● **YANG HARUS DIKERJAKAN**: Ubah setiap "Target" dalam materi di bawah ini menjadi "Objek", lalu tulis kembali seluruh materi tanpa mengubah bagian lainnya.

····················

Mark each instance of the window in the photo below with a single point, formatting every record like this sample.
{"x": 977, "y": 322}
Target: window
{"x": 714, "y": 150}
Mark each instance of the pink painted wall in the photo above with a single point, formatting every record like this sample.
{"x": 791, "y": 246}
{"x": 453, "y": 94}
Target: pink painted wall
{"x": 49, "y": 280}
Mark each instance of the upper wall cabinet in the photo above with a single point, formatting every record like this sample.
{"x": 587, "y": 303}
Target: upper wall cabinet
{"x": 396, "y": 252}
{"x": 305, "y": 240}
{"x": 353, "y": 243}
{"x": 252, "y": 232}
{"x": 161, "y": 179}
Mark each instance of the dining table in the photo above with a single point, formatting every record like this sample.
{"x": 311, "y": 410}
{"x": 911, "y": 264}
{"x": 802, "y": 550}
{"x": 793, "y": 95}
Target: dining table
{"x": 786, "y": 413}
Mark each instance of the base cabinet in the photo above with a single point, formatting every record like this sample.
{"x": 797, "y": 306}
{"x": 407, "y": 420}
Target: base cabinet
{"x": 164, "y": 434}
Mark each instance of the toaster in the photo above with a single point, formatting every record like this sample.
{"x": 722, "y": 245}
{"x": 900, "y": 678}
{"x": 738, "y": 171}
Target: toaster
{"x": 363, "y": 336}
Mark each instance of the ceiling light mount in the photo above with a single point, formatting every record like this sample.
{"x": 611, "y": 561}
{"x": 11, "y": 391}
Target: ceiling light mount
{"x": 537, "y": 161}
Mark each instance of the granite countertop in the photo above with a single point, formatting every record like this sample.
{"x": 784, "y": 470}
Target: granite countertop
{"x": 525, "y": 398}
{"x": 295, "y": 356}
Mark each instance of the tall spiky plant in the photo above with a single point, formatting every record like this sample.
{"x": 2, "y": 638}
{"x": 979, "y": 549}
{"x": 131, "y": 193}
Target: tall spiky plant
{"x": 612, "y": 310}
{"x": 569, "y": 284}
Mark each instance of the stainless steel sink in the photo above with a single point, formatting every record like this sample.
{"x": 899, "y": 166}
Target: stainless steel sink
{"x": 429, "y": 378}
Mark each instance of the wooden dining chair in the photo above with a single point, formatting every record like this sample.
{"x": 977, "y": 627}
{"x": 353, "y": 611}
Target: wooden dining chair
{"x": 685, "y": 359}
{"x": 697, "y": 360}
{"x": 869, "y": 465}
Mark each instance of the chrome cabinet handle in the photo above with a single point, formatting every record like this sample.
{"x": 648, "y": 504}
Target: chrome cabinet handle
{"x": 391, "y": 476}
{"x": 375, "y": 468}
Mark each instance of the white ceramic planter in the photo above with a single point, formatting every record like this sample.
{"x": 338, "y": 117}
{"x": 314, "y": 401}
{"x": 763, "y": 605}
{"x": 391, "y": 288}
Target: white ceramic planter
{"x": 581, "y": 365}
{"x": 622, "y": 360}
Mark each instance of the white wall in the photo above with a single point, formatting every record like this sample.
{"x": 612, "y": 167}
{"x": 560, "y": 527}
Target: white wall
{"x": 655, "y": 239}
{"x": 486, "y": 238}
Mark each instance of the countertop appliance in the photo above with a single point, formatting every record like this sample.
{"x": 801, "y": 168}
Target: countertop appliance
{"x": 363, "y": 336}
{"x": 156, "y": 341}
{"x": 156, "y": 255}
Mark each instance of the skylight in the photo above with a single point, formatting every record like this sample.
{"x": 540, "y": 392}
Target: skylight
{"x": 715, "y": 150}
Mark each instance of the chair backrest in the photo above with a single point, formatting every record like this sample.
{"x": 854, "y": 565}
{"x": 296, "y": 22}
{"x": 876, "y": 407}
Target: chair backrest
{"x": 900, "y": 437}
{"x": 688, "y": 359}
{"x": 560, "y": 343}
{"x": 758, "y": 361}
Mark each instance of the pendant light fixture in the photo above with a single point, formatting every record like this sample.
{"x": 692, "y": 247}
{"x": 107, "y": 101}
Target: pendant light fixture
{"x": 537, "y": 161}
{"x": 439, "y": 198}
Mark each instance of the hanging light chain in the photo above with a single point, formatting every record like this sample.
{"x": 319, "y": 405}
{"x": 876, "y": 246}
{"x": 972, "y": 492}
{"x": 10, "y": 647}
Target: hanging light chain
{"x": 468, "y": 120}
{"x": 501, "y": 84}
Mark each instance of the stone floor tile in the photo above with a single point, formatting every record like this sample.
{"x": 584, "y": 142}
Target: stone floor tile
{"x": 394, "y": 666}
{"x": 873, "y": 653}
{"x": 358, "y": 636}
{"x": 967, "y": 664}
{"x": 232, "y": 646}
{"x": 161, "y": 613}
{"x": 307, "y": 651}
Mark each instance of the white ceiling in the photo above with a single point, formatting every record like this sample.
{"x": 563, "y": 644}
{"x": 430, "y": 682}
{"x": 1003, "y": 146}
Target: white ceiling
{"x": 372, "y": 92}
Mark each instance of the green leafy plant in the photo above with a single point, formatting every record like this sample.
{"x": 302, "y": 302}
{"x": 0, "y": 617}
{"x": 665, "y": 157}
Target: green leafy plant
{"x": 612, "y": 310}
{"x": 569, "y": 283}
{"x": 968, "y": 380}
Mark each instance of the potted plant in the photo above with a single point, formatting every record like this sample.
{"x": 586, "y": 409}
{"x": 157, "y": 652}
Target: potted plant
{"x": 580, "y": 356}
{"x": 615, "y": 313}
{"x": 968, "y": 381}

····················

● **JAWABAN TERTULIS**:
Mark each instance of the window in the photo below with a single point, formatting every record like this sample.
{"x": 977, "y": 322}
Objek: window
{"x": 714, "y": 150}
Mark each instance of the pink painted wall in the photo above with a single point, formatting every record like this sample.
{"x": 791, "y": 246}
{"x": 453, "y": 94}
Objek: pink painted wall
{"x": 49, "y": 280}
Mark each instance of the upper wall cabinet in the photo above with a single point, formatting every record like this sample.
{"x": 587, "y": 303}
Objek: upper wall cabinet
{"x": 396, "y": 252}
{"x": 305, "y": 240}
{"x": 353, "y": 243}
{"x": 252, "y": 232}
{"x": 161, "y": 179}
Mark each instance of the dining table in the photo above with a single point, formatting every record like this sample.
{"x": 311, "y": 410}
{"x": 911, "y": 264}
{"x": 802, "y": 550}
{"x": 793, "y": 95}
Objek: dining table
{"x": 786, "y": 413}
Mark each instance of the base cabinet in the photo above with a single point, formatting every record like this sample.
{"x": 797, "y": 306}
{"x": 407, "y": 420}
Objek: base cabinet
{"x": 164, "y": 434}
Mark each instance of the toaster in the photo above with a single point, formatting every record like this sample.
{"x": 722, "y": 245}
{"x": 900, "y": 678}
{"x": 738, "y": 171}
Objek: toaster
{"x": 363, "y": 336}
Mark each instance of the ceiling light mount in the photo above with a single point, formatting every record like this sample.
{"x": 611, "y": 561}
{"x": 11, "y": 391}
Objek: ceiling light mount
{"x": 537, "y": 161}
Mark each instance of the granite countertop in the photo above with a single point, formatting every record like this sample.
{"x": 784, "y": 470}
Objek: granite countertop
{"x": 525, "y": 398}
{"x": 295, "y": 356}
Mark each instance of the tall spiky plant in the photo above with a single point, formatting every record like this sample.
{"x": 2, "y": 638}
{"x": 979, "y": 549}
{"x": 131, "y": 193}
Objek: tall spiky plant
{"x": 612, "y": 310}
{"x": 569, "y": 284}
Mark each instance of the stainless steel sink in the photo above with a single point, formatting every record like this sample.
{"x": 899, "y": 166}
Objek: stainless steel sink
{"x": 429, "y": 378}
Mark each instance of the wooden dining chair in the photo above with a single point, formatting every record like this sample.
{"x": 977, "y": 627}
{"x": 353, "y": 611}
Objek: wooden dining chair
{"x": 685, "y": 359}
{"x": 697, "y": 360}
{"x": 869, "y": 465}
Mark each instance of the chrome cabinet handle in the photo above with a single point, formatting every record like this sample.
{"x": 648, "y": 504}
Objek: chrome cabinet handle
{"x": 391, "y": 476}
{"x": 375, "y": 468}
Mark each instance of the white ceramic planter in the photo above with a single point, formatting every record like this sample.
{"x": 338, "y": 117}
{"x": 314, "y": 401}
{"x": 763, "y": 605}
{"x": 391, "y": 288}
Objek: white ceramic planter
{"x": 581, "y": 365}
{"x": 622, "y": 360}
Mark each instance of the white wall in the photo above with a single point, formatting every record like this sample.
{"x": 612, "y": 167}
{"x": 560, "y": 527}
Objek: white wall
{"x": 655, "y": 239}
{"x": 486, "y": 238}
Mark each instance of the countertop appliance in the photo above with a single point, formatting every record like this sample.
{"x": 801, "y": 168}
Objek: countertop appliance
{"x": 363, "y": 336}
{"x": 156, "y": 341}
{"x": 156, "y": 255}
Mark each instance of the skylight in the photo above with a single point, formatting every record like this sample.
{"x": 540, "y": 392}
Objek: skylight
{"x": 715, "y": 150}
Mark each instance of the chair backrest in the photo above with a single point, formatting every record like this sample.
{"x": 854, "y": 565}
{"x": 296, "y": 22}
{"x": 876, "y": 407}
Objek: chair backrest
{"x": 900, "y": 437}
{"x": 688, "y": 359}
{"x": 560, "y": 343}
{"x": 758, "y": 361}
Mark each instance of the pendant light fixture in the photo above with a single point, formatting every record like this sample.
{"x": 692, "y": 247}
{"x": 107, "y": 101}
Objek: pendant light fixture
{"x": 537, "y": 161}
{"x": 439, "y": 198}
Mark each instance of the hanging light chain in the photo above with a single point, formatting every record like this sample.
{"x": 319, "y": 405}
{"x": 876, "y": 246}
{"x": 972, "y": 492}
{"x": 10, "y": 647}
Objek: hanging light chain
{"x": 468, "y": 120}
{"x": 501, "y": 84}
Mark each instance of the stone floor tile in the photo above with a single point, formatting every record like this sample.
{"x": 584, "y": 142}
Objek: stone floor tile
{"x": 394, "y": 666}
{"x": 873, "y": 653}
{"x": 358, "y": 636}
{"x": 967, "y": 664}
{"x": 232, "y": 646}
{"x": 161, "y": 613}
{"x": 307, "y": 651}
Mark each instance of the white ceiling in the photo above with a single point, formatting every record like this sample.
{"x": 563, "y": 644}
{"x": 430, "y": 682}
{"x": 1003, "y": 146}
Objek: white ceiling
{"x": 372, "y": 92}
Mark each instance of the green leafy plant in the photo above with a single point, formatting every record like this sample.
{"x": 302, "y": 302}
{"x": 0, "y": 617}
{"x": 665, "y": 157}
Objek: green leafy plant
{"x": 612, "y": 310}
{"x": 569, "y": 283}
{"x": 968, "y": 380}
Mark each instance of the potted plant in the photo above with a single point, formatting every record like this sample.
{"x": 586, "y": 409}
{"x": 157, "y": 652}
Objek: potted plant
{"x": 580, "y": 356}
{"x": 615, "y": 313}
{"x": 968, "y": 381}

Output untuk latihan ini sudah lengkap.